┌─ TEXTO DE ORIGEM

Mundo lembra 100 anos do fim da 1ª Guerra Mundial
“TÁXIS! TÁXIS! TÁXIS! Nossa nova frota de carros altamente decorados está agora à disposição do público. Eles são elegantemente equipados por dentro e por fora, e podem ser facilmente reconhecidos pela Cruz Vermelha pintada de cada lado. Apite três vezes ou ligue”.
O anúncio recheado de ironia aparece no “The Wipers Times”, de 1916, e transforma em táxis de luxo as ambulâncias usadas para transportar feridos de guerra. A piada é pesada, mas foi feita pelos próprios soldados britânicos da Primeira Guerra Mundial.
✅ Clique aqui para seguir o canal do g1 DF no WhatsApp.
O The Wipers Times foi um dos diversos jornais feitos por soldados e para soldados nas trincheiras da Primeira Guerra Mundial (1914-1918).
Esta segunda-feira (28) marcou os exatos 111 anos do começo efetivo do conflito europeu, com a invasão da Sérvia pelo então Império Austro-Húngaro.

└─

Continue a escrever o texto sobre os jornais dos soldados nas trincheiras da Primeira Guerra Mundial, começando logo depois da última frase dele.

┌─ DADOS FORNECIDOS

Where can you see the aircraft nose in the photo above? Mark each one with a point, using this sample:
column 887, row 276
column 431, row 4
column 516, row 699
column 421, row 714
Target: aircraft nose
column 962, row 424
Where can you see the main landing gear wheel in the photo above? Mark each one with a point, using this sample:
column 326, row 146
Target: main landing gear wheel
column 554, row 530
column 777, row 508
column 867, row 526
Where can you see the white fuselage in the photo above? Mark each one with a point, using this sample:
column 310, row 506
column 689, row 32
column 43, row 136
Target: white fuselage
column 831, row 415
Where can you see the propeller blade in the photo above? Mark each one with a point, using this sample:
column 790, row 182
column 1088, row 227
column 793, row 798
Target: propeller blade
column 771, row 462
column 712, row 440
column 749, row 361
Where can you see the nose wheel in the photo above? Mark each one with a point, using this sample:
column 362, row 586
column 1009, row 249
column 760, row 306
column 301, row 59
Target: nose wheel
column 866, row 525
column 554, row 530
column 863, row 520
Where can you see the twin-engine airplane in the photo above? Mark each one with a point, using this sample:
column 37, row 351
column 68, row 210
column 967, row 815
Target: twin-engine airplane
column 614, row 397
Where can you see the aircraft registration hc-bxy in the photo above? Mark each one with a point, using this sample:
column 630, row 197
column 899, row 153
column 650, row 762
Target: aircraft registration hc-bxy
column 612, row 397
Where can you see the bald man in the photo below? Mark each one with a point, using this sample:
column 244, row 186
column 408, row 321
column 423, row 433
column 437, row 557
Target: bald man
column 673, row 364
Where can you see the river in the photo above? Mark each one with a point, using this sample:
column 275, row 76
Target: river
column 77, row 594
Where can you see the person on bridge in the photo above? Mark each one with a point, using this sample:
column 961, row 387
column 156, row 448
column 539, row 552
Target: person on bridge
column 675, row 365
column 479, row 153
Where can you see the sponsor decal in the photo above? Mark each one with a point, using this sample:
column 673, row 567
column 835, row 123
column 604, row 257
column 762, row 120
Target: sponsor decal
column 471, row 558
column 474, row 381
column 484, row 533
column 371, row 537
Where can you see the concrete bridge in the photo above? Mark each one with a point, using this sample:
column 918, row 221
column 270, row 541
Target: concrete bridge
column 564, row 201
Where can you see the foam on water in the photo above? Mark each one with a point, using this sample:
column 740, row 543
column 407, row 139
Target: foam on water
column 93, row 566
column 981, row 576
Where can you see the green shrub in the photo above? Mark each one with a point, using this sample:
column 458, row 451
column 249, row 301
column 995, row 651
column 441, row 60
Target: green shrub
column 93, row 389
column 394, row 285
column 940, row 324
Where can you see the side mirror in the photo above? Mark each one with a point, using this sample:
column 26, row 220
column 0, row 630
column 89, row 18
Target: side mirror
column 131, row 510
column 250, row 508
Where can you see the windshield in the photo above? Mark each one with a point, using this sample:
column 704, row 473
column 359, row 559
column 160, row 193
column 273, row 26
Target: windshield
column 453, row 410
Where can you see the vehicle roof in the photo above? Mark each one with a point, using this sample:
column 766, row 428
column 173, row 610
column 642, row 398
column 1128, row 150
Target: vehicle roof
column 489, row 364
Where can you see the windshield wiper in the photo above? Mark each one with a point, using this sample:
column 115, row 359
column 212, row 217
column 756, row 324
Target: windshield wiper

└─

RESULTADO:
A guerra de trincheiras durou mais de três anos – e os jornais produzidos no front foram tema de pesquisa do professor da Universidade de Brasília (UnB) Bruno Leal, que detalhou as publicações em entrevista ao g1.
Segundo o professor, os soldados escreviam sobre a realidade da guerra, sempre com muito humor.
“[Os soldados] tiravam, mesmo que por poucos momentos, as suas cabeças da violência da guerra, dos perigos da trincheira, e concentravam-se em criar, inventar, produzir algo com o qual eles poderiam rir e fazer os outros rirem”, diz o professor.
Como eram as trincheiras
Soldados fazem reparo em trincheira após ataque a bomba.
Flickr/U.S National Archives
As trincheiras eram construções fortificadas em buracos de mais ou menos 3 metros de profundidade, por até 2 metros de largura.
O local servia para bloquear o avanço de tropas inimigas, cercado com metralhadoras, arame farpado, minas e outros obstáculos.
Não existem registros precisos do número de mortes nas trincheiras. Algumas estimativas falam em mais de 8 milhões de soldados vítimas desses sangrentos confrontos.
Jornais de trincheira
Três soldados canadenses são flagrados lendo jornal e sorriem para a foto. 21 de Fevereiro de 1918, em Lens.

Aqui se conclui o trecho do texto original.